=== Passage ===

3. As to quality of the work, keep in mind that the Repair Depot has typically $2 million to $4 million worth of automated test gear at each repair station. I know---I've visited the Depot, and I've seen it. High school graduate type folks that simply plug the XTS/XTL into the giant multimillion dollar HP gizmo, and it normally perfectly re-aligns, installs the latest firmware, etc. and many times, all is well. Or, if there is an actual hardware problem, the $4 million HP gizmo IMMEDIATELY tells the human EXACTLYwhich module(s) need to be replaced, etc. You don't need to speakie English, and you certainly don't need to be a rocket scientist. Frankly, I don't want a highjly educated tec trying to out-guess the $4 million HP gizmo. As you know, the giant IBM chess machines have been making mince meat out of the best world chess champs for many years now. Same thing here. I couldn't care less if the minimally educated hooker-upper-guy that connects the radios to the $4 million HP gizmo have a GED in the US, Mexico, or somewhere in Northern Swahilie. Infinitely better than the old method of humans screwing up the works!

=== Extracted material ===

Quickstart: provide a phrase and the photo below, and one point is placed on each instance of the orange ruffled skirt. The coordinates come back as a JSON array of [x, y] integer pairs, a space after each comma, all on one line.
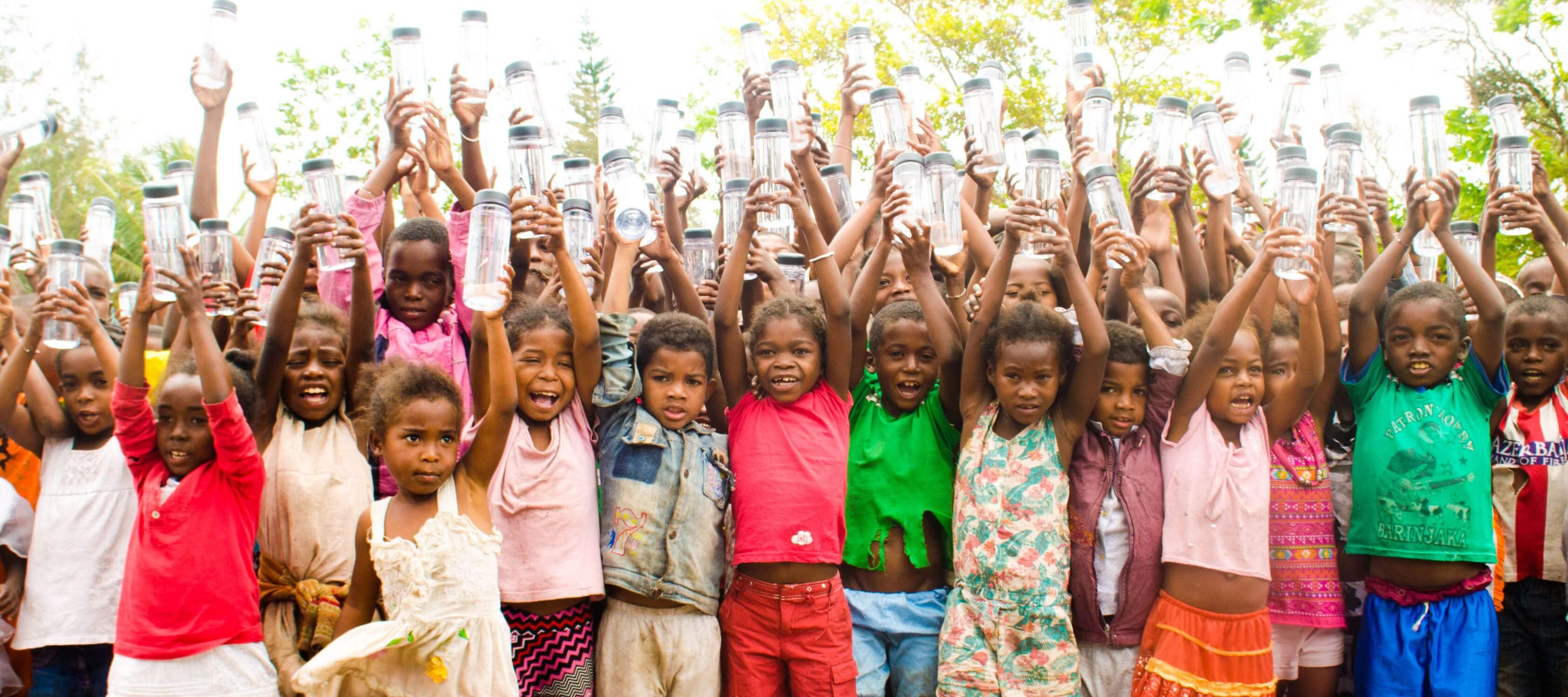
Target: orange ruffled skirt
[[1195, 654]]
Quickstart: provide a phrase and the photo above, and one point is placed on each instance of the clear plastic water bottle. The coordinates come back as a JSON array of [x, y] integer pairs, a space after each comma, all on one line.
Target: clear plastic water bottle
[[474, 46], [788, 87], [523, 90], [1506, 117], [67, 266], [324, 189], [698, 249], [941, 195], [277, 247], [1097, 123], [612, 129], [30, 128], [772, 150], [408, 63], [1515, 169], [164, 224], [734, 140], [1106, 201], [794, 267], [1468, 236], [888, 122], [981, 123], [526, 154], [490, 249], [1291, 101], [578, 179], [256, 142], [37, 183], [1167, 136], [861, 49], [1332, 82], [631, 216], [755, 49], [215, 49], [839, 189], [667, 120], [215, 256], [1236, 87], [22, 219], [1429, 139], [1299, 194], [913, 87], [690, 159], [1208, 131], [1341, 173]]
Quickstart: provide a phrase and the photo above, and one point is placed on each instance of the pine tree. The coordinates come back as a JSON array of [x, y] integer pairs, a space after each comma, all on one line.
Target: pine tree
[[590, 90]]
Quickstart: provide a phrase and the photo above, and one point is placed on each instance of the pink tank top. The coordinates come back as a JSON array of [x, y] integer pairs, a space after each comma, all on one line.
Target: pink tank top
[[1217, 498]]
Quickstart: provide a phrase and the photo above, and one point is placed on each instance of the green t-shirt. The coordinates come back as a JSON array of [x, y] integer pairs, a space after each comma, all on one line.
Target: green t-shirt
[[899, 472], [1423, 464]]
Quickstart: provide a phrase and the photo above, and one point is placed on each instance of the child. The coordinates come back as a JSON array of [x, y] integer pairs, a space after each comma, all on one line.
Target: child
[[317, 479], [1117, 497], [1423, 393], [429, 552], [665, 485], [1209, 625], [899, 509], [87, 501], [1307, 610], [1007, 624], [189, 608], [784, 617], [543, 497]]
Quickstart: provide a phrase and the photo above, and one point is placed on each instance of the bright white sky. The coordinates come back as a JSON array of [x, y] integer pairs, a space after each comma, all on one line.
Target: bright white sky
[[143, 51]]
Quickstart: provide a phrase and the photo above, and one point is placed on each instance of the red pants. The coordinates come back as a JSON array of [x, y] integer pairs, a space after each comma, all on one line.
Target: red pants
[[784, 641]]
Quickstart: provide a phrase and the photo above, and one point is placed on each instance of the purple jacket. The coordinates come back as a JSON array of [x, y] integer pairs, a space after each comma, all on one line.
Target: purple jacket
[[1134, 472]]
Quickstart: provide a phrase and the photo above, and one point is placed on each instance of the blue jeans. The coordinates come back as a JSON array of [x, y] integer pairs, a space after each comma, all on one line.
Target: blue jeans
[[74, 671], [1533, 640], [896, 638]]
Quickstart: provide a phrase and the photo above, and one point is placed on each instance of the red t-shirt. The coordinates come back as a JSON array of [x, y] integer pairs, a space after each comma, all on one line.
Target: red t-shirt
[[189, 580], [791, 476]]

=== Parts of the exercise ===
1. How much automated test gear does the Repair Depot post say the Depot typically has at each repair station?
2. Please write the next part of the Repair Depot post, picking up after its final sentence.
The entries are separate from the Repair Depot post.

=== The answers ===
1. $2 million to $4 million worth.

2.
Change is good. Those that embrace it succeed and prosper, whilst those that fight it are doomed to failure. I assume many folks here complaining are from the Old School. Get yourself a nice video iPod, fill it with wonderful music, have a beer, and relax. Embrace these changes, and try to accept them. It will make for a happier life. The only thing constant in today's world is change! And, Mexico is a BLAST to visit! Try it, you may like it! Wonderful people there, too. Very friendly.

Sounds to me like a GREAT business move on the part of Motorola.

It's interesting how so many Americans complain about how that bad old Walmart takes away jobs from the Mom & Pop stores, but yet every time I go to a Walmart, Target, Cosco, etc. they are extremely crowded, wall to wall, with my fellow capitalists that are (hypocritcally) taking their buisiness there. Same thing here.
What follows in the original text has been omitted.